Excerpt provided

------------------------------

25 Young Generations of Bali Make Baligraphy in the BLM 2021

25 Young Generations of Bali Make Baligraphy in the BLM 2021

Krialoka (Workshop) on the Making of Baligraphy (Balinese calligraphy) in series with the Balinese Language Month (BLM) 2021 took place on the first floor of the Ksiraarnawa Building, Bali Art Center, Denpasar, on Wednesday (Feb. 10). This literary activity was attended by 25 participants consisting of younger generation coming from students from several universities in Bali as well as Balinese language instructors from various regions in Bali.

This workshop presented two speakers, namely I Kadek Suardita, a Baligraphy Practitioner and Made Reland Udayana Tangkas, a lecturer at STAHN Mpu Kuturan while Made Susila Putra, also a lecturer at STAHN Mpu Kuturan, served as moderator.

Kadek Suardita provided basic knowledge on Baligraphy, namely basic knowledge of characters, both in adjustments and in placing details or diacritical symbols, such as appended diacritics (gantungan), affixed diacritics (gempelan) and others. Baligraphy is part of fine art using the basics of art applied to create a work of art (Baligraphy), including points, lines, fields, shapes, spaces, colors, textures, dark and light and others. “We provide simple basics because Baligraphy is also part of the elements of fine art,” he explained.

According to him, in order to be able to make Baligraphy, all participants must first understand the elements of fine art, and then understand the elements of the script. After that, combine the scripts with the elements of art into a work of Baligraphy. “Baligraphy is the art of writing using Balinese scripts. In short, it is the making of calligraphy using Balinese scripts. This must be kept safe because not too many have been able to do it. On that account, it needs to be developed, starting from this Balinese Language Month activity in this workshop,” he said.

------------------------------

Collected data

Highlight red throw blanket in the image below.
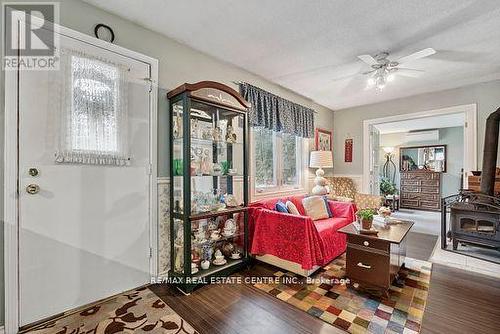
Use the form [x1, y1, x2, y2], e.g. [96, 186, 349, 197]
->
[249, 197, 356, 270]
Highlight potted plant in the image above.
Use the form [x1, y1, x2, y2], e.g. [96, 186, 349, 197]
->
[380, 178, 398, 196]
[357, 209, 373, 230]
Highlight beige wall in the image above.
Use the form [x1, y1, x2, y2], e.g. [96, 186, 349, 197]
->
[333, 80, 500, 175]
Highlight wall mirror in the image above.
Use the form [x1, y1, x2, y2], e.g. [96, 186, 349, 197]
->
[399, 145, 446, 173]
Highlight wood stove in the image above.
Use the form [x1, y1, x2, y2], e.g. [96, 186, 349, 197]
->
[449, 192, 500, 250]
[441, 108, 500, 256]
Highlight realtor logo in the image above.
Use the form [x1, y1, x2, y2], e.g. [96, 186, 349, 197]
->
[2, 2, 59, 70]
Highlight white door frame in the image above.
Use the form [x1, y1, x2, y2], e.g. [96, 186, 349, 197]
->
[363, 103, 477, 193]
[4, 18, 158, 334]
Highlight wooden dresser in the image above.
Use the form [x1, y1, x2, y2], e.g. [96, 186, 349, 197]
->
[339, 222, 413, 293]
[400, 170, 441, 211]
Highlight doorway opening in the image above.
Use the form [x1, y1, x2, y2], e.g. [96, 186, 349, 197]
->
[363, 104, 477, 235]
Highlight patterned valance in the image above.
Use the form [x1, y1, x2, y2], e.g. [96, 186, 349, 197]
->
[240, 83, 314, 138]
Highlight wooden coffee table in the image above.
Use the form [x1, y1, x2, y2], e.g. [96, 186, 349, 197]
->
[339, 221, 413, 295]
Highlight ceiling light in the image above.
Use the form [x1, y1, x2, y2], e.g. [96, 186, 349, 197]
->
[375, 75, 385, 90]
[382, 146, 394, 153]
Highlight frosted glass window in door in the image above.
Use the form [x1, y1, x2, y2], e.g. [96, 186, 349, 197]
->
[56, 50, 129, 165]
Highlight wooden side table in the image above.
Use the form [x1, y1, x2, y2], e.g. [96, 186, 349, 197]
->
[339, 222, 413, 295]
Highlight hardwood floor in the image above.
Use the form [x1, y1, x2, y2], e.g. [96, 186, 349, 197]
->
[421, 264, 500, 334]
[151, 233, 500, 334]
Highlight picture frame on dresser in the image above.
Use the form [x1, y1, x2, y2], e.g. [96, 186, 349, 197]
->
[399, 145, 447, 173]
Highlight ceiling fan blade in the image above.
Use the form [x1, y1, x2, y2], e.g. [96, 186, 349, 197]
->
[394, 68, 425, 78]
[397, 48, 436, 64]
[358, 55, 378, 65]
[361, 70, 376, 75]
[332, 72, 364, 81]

------------------------------

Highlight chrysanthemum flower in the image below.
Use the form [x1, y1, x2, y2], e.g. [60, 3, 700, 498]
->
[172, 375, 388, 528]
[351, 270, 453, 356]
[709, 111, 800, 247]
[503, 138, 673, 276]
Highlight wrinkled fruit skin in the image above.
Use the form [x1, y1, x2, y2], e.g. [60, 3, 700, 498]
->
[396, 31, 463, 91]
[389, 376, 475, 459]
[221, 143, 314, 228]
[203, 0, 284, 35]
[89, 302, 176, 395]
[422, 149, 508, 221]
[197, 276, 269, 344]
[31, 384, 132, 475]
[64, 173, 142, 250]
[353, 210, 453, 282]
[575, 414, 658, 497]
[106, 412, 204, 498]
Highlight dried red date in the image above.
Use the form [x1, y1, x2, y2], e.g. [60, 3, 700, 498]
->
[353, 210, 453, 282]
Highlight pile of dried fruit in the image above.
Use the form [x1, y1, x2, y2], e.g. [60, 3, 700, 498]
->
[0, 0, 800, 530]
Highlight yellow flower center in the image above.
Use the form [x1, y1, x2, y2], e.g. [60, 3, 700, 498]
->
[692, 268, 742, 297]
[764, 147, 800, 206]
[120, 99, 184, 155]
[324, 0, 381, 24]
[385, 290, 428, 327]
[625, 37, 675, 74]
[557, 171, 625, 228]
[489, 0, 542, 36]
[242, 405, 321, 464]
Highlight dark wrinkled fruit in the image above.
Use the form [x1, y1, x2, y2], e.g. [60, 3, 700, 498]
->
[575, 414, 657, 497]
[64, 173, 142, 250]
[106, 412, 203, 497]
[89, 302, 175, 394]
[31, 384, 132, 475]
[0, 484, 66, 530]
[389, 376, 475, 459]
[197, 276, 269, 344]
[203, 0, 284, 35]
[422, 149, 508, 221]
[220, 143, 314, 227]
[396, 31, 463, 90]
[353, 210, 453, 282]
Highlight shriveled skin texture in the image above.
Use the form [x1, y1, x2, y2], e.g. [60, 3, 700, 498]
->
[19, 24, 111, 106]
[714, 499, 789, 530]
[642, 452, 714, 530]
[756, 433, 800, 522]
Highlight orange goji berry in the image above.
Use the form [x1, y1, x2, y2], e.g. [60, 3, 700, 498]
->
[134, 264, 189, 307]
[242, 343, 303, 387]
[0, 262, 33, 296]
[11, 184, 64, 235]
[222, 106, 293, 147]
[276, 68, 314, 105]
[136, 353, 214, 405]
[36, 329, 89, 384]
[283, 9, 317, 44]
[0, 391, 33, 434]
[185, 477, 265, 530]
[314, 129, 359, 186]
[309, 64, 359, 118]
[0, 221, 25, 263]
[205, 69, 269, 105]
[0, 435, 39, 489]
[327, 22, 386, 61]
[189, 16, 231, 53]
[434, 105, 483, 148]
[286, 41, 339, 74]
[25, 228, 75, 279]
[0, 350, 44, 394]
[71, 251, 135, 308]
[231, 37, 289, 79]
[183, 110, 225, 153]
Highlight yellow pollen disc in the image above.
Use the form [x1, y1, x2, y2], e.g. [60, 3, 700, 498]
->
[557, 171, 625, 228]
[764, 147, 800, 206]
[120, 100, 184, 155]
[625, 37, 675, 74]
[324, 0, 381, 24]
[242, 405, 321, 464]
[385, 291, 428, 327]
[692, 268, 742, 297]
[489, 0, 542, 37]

------------------------------

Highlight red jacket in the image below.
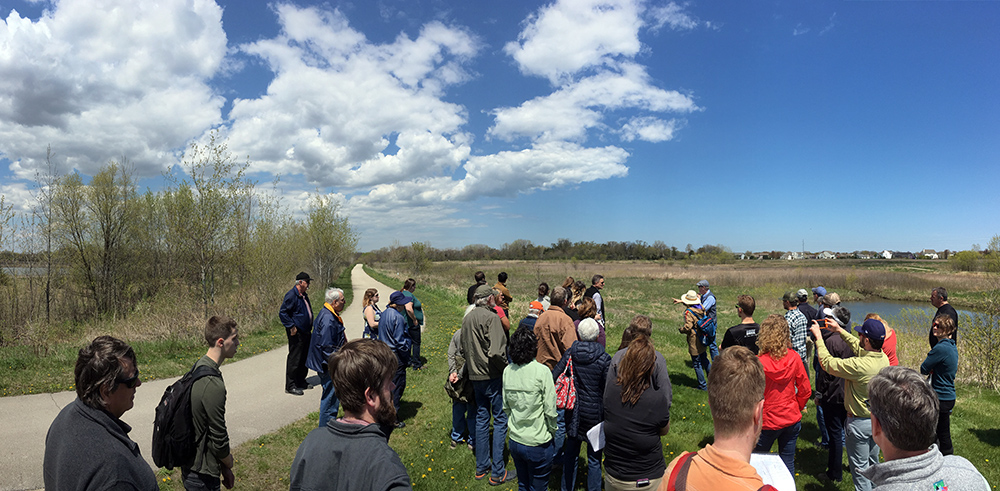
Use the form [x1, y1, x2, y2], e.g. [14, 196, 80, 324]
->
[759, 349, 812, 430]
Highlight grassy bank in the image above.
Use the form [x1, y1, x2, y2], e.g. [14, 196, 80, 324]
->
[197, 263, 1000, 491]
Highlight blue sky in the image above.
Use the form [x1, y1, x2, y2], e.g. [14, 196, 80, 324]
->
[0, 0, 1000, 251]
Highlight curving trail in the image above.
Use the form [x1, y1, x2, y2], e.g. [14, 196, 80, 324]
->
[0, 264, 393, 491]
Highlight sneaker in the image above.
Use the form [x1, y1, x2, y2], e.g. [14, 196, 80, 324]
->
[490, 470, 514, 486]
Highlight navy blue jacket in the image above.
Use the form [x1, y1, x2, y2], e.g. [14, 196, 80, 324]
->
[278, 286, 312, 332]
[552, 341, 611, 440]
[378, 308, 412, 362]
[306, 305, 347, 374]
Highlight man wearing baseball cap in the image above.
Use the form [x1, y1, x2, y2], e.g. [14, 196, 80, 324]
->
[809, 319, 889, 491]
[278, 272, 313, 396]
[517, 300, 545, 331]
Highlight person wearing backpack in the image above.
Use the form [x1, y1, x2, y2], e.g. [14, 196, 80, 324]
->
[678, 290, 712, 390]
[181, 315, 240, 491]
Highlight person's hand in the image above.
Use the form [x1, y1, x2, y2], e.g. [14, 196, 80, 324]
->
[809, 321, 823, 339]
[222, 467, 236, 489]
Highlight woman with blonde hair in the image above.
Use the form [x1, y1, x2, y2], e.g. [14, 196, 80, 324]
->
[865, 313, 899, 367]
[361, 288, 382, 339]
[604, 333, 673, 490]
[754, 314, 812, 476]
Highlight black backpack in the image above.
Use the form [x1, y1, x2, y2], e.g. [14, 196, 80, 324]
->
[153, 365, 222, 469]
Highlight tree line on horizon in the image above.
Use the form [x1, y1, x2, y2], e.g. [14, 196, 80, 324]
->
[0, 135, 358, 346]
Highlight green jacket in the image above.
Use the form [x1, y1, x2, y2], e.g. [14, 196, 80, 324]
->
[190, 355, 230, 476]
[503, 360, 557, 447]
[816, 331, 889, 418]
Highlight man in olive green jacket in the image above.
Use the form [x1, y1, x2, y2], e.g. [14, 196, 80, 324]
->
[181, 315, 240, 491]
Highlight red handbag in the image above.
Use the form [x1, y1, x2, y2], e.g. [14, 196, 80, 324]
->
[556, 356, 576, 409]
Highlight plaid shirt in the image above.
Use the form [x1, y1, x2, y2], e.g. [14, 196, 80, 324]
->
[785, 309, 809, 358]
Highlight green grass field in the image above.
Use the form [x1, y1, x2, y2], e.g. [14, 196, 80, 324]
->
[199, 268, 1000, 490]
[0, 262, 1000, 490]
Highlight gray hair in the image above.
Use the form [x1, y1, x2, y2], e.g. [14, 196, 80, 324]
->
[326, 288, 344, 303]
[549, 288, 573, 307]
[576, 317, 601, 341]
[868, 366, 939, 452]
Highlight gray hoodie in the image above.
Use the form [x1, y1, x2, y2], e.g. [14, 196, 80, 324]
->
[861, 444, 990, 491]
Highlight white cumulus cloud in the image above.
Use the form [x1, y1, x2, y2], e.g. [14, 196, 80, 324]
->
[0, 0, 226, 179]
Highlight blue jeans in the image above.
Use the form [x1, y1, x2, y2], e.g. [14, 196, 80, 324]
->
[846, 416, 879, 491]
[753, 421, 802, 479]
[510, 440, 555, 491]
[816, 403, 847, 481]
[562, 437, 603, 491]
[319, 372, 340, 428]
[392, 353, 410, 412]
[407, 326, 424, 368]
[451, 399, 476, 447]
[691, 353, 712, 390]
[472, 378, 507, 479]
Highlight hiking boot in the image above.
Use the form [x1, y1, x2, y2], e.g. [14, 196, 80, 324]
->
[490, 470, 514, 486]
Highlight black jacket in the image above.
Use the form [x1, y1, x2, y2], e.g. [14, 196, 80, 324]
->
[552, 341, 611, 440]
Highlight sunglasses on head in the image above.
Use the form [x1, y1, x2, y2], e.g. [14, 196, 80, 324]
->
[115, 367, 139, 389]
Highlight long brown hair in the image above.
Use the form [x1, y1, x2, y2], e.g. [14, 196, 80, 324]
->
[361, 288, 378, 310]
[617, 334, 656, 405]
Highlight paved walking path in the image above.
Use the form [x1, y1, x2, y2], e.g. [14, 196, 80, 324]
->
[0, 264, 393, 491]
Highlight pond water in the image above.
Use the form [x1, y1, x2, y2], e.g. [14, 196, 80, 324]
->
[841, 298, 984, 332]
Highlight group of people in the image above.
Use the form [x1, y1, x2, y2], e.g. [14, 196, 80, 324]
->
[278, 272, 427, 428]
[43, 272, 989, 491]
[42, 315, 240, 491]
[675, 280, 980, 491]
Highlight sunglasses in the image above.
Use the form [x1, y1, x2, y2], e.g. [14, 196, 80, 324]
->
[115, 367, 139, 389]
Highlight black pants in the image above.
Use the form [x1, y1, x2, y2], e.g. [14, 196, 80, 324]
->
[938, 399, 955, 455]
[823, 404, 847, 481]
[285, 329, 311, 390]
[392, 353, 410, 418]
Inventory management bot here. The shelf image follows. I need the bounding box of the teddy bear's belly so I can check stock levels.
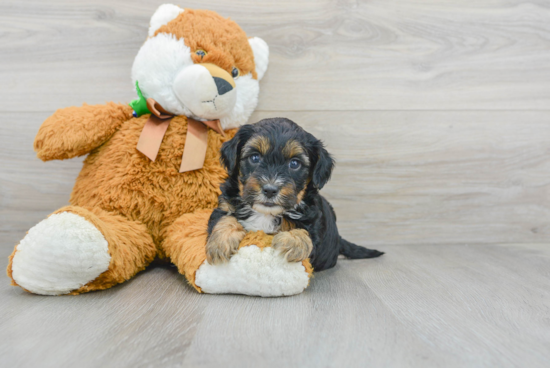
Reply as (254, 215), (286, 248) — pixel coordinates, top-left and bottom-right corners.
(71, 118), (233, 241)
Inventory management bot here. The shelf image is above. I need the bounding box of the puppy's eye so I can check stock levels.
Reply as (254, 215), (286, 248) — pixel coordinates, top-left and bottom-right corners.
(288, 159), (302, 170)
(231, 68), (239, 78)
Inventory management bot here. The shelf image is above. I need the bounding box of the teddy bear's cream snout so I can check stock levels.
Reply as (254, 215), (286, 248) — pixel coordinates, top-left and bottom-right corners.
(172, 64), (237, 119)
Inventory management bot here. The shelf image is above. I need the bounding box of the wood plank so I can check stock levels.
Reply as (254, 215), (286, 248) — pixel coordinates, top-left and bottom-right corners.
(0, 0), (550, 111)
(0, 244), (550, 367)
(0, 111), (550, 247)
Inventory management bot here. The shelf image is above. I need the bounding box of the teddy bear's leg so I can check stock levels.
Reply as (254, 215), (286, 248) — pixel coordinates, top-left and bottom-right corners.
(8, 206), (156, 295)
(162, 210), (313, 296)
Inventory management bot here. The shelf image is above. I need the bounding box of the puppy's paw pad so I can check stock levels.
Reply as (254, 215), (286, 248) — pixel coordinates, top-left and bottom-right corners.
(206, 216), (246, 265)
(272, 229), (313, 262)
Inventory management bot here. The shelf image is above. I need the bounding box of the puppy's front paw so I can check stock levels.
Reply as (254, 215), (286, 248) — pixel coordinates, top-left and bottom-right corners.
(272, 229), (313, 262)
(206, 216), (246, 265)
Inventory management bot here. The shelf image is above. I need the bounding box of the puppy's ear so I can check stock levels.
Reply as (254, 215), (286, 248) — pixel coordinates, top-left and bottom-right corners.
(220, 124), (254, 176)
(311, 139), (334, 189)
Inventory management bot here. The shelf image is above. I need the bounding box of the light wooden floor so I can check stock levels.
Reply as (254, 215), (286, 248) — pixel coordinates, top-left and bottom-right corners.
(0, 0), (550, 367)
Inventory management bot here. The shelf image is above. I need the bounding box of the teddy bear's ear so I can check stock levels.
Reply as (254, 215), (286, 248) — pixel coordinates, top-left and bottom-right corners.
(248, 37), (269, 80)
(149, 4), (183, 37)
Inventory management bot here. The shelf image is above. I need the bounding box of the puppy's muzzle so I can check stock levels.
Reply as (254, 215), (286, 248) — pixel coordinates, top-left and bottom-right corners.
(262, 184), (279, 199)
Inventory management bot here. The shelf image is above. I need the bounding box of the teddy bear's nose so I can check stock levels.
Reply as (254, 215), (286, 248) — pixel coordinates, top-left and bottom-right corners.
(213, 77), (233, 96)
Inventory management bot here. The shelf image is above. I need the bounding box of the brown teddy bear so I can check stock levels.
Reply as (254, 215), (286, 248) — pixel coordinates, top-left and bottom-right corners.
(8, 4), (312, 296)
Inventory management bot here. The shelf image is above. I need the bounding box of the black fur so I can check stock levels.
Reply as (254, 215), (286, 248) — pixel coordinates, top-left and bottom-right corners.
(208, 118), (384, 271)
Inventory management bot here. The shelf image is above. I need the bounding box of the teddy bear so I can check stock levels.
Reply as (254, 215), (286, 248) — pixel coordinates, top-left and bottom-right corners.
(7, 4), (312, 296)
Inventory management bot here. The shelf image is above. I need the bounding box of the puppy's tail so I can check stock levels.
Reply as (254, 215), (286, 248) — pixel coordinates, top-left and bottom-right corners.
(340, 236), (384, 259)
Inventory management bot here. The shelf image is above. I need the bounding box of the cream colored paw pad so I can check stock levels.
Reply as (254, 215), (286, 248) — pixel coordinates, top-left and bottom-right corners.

------------------------------

Exercise
Reproduce the passage of the Baligraphy workshop article word for word, starting at the words "This workshop presented" and stopping after "served as moderator.".

Written response
This workshop presented two speakers, namely I Kadek Suardita, a Baligraphy Practitioner and Made Reland Udayana Tangkas, a lecturer at STAHN Mpu Kuturan while Made Susila Putra, also a lecturer at STAHN Mpu Kuturan, served as moderator.